[start RECORDED INFORMATION]
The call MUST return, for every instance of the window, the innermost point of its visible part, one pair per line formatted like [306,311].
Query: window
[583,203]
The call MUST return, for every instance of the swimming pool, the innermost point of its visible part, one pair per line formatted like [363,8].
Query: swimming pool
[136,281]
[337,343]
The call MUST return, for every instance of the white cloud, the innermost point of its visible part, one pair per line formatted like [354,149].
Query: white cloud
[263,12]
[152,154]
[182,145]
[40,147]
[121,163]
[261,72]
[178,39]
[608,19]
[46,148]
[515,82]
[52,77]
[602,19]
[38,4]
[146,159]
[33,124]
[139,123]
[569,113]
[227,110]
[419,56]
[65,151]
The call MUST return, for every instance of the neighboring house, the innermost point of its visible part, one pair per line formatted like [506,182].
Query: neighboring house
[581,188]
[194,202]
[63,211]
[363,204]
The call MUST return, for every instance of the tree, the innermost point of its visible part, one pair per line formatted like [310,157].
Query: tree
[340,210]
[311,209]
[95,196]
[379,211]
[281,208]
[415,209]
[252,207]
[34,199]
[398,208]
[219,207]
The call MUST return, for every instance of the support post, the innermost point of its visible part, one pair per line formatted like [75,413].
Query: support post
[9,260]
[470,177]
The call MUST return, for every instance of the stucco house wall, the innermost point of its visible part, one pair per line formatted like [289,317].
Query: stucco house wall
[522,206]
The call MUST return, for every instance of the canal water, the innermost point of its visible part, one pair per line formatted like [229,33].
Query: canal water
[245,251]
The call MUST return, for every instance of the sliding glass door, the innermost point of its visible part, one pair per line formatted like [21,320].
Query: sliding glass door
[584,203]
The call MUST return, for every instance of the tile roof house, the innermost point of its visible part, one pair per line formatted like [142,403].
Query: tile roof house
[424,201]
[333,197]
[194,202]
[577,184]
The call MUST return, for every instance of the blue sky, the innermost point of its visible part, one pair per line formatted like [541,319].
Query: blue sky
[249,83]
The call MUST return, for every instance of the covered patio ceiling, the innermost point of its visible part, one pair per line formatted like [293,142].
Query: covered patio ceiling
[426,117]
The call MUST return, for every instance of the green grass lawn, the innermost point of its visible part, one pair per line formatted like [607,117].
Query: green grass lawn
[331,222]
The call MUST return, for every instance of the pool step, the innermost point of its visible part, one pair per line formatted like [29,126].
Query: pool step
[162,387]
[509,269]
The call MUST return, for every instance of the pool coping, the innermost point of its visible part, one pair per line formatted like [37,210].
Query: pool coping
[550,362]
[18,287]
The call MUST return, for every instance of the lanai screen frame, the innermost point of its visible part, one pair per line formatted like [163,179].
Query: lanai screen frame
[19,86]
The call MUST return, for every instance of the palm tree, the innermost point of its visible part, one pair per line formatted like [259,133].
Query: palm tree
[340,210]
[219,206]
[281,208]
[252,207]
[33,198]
[end RECORDED INFORMATION]
[start RECORDED INFORMATION]
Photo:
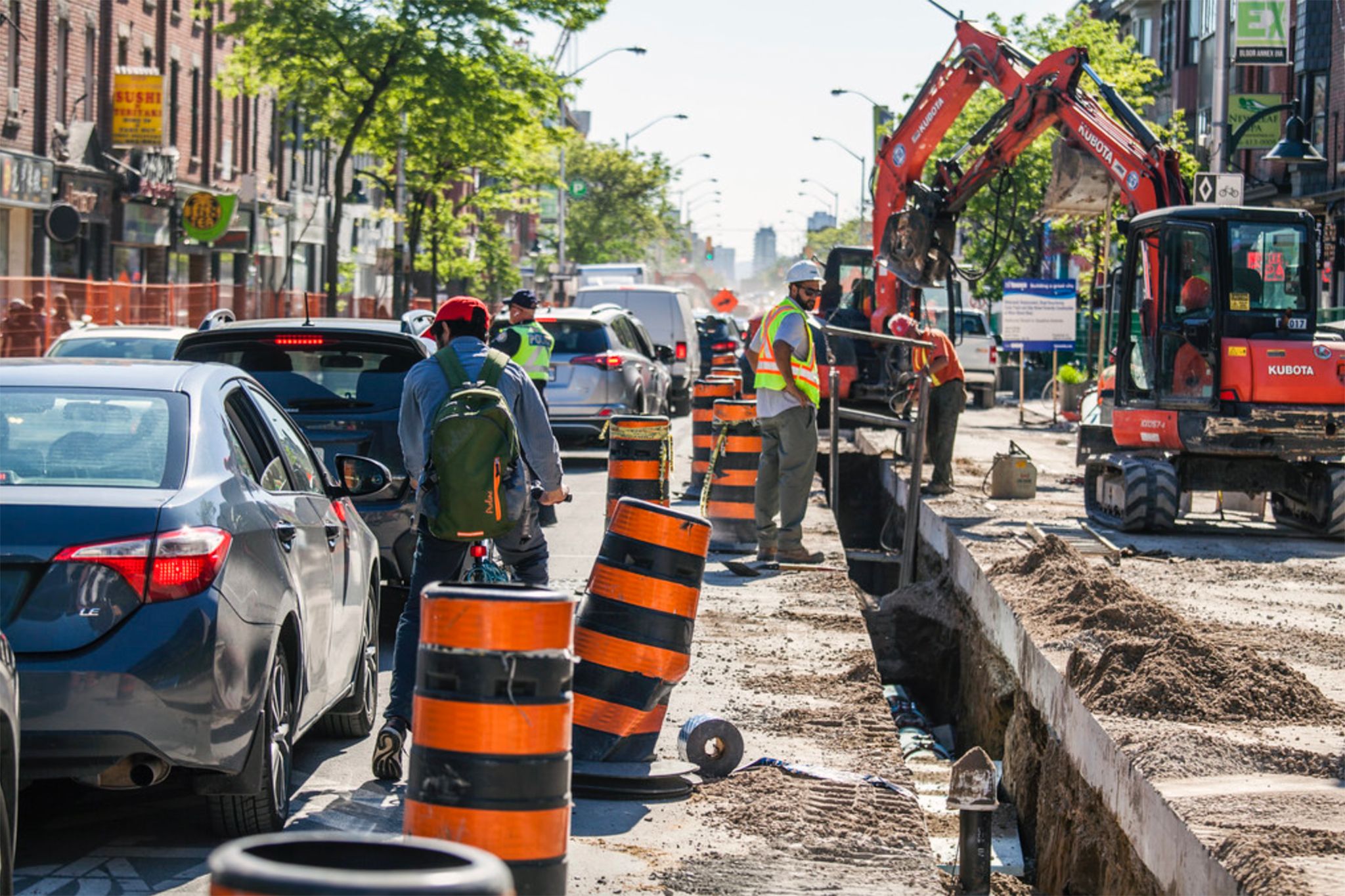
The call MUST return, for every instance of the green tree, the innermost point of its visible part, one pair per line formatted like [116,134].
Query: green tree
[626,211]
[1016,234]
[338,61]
[end RECORDED INFORMATION]
[start RECORDED INFORMATION]
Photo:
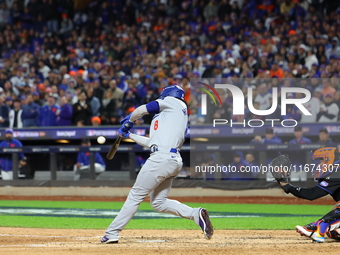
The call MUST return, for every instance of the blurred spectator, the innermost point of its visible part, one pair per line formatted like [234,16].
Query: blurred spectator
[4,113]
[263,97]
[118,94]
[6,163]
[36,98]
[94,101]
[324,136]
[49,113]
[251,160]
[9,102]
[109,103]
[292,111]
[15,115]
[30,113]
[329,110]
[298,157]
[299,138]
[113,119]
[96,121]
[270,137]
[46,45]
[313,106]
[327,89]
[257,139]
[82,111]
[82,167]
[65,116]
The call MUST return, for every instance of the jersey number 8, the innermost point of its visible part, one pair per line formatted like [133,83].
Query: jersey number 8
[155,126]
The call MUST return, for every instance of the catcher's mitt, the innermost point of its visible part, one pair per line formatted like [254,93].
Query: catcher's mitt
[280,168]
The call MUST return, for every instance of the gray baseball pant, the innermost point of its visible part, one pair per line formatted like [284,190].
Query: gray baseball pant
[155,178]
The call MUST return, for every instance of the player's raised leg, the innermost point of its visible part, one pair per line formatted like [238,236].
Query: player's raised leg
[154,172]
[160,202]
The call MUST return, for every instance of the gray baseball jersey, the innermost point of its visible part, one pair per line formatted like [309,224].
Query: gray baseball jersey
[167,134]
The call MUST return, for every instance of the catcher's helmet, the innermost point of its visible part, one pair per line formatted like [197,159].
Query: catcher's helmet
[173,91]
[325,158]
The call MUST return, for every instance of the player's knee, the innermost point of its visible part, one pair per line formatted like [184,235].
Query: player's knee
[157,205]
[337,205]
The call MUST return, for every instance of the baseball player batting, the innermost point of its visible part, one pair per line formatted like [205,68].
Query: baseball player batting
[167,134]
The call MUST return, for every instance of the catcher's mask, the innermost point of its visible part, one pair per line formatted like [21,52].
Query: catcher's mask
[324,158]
[end RECORDED INFORMATION]
Which lines in the items above contain the word "batting"? Select and copy each of them, counting only matches with the same case.

# RESULT
The call MUST return, for every instance of the baseball player batting, the innermost point of its visible part, one pair per line formatted like [205,68].
Query: baseball player batting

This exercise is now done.